The task – The data below is to be returned in full and exactly.

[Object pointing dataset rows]
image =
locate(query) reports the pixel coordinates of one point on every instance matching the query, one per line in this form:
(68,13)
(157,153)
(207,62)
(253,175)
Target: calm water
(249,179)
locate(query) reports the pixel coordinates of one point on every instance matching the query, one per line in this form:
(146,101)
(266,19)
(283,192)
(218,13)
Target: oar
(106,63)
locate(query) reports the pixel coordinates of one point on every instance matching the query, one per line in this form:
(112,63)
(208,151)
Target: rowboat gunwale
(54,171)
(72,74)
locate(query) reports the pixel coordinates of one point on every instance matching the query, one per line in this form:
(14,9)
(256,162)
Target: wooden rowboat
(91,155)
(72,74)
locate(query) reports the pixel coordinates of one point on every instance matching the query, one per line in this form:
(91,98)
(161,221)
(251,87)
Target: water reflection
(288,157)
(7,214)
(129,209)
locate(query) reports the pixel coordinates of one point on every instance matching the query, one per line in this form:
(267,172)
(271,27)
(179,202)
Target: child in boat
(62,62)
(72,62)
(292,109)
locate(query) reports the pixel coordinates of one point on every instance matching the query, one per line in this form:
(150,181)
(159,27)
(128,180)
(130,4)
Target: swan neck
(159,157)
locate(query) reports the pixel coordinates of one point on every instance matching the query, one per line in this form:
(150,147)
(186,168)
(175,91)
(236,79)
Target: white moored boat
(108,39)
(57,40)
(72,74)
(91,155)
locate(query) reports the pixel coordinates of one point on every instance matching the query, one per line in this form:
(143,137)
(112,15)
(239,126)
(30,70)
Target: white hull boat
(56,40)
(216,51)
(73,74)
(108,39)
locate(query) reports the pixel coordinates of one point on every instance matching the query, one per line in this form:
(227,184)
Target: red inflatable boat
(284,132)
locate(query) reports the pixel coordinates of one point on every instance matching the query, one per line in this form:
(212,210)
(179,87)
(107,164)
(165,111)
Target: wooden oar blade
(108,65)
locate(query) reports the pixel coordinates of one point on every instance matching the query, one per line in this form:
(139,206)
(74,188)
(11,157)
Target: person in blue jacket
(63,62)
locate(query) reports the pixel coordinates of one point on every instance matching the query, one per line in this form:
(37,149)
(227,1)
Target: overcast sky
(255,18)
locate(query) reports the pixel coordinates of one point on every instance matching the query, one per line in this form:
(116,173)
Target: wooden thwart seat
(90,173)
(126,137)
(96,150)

Reply to the exercise –
image =
locate(query) reports the pixel coordinates of one point on every instance matching the query, one per line in this form:
(68,13)
(157,153)
(207,62)
(253,175)
Target: calm water
(249,179)
locate(query) reports the pixel coordinates of one point on every instance matching the query, one per line in this form:
(146,101)
(266,19)
(283,192)
(218,13)
Target: oar
(106,63)
locate(query) reports the pixel coordinates of one point on every instance matching the query, one per line in this form:
(112,63)
(208,151)
Target: rowboat gunwale
(54,171)
(72,74)
locate(query) reports the pixel coordinates of one point on every instance matching the query, one per line in this form:
(14,9)
(256,162)
Target: wooden rowboat
(91,155)
(72,74)
locate(query) reports the pixel coordinates of one point on every instance matching the query, one per line in this form:
(91,98)
(161,221)
(251,87)
Target: water reflection
(288,157)
(7,214)
(129,209)
locate(query) reports the pixel coordinates of one point on every instance matching the query, one per line in this form:
(267,172)
(271,27)
(179,202)
Target: child in boat
(62,62)
(72,62)
(292,109)
locate(query) reports the pixel coordinates of one point on every instance matching the query, one per line in this form:
(150,181)
(159,27)
(128,180)
(130,4)
Target: swan neck
(159,157)
locate(query) reports the pixel coordinates of one point on every instance matching the query, one per line in this form:
(150,147)
(186,168)
(175,91)
(236,79)
Target: white moored boat
(108,39)
(57,40)
(72,74)
(91,155)
locate(query) reports the pixel coordinates of one point on every instance matching the query, one per line in this form:
(143,137)
(112,15)
(239,126)
(30,70)
Target: white hull boat
(56,40)
(216,51)
(73,74)
(108,39)
locate(query) reports the pixel coordinates of one point on every instance matching the query, one per line in this form:
(227,184)
Target: red inflatable boat
(284,132)
locate(query) reports the pixel coordinates of one point on every instance matching the query, one per line in this form:
(212,210)
(179,87)
(107,164)
(165,111)
Target: wooden oar blade
(108,65)
locate(query) reports the pixel coordinates of one point on every instance matching the query, one per line in this form:
(139,206)
(74,188)
(11,157)
Target: person in blue jacket
(63,62)
locate(query) reports the pixel coordinates of one point on every instance matching the query, one per line in this form:
(37,149)
(227,1)
Target: overcast sky
(255,18)
locate(query) reports the pixel coordinates of one point on every instance matching the query, one per line in this form:
(116,173)
Target: wooden thwart seat
(90,173)
(126,137)
(96,150)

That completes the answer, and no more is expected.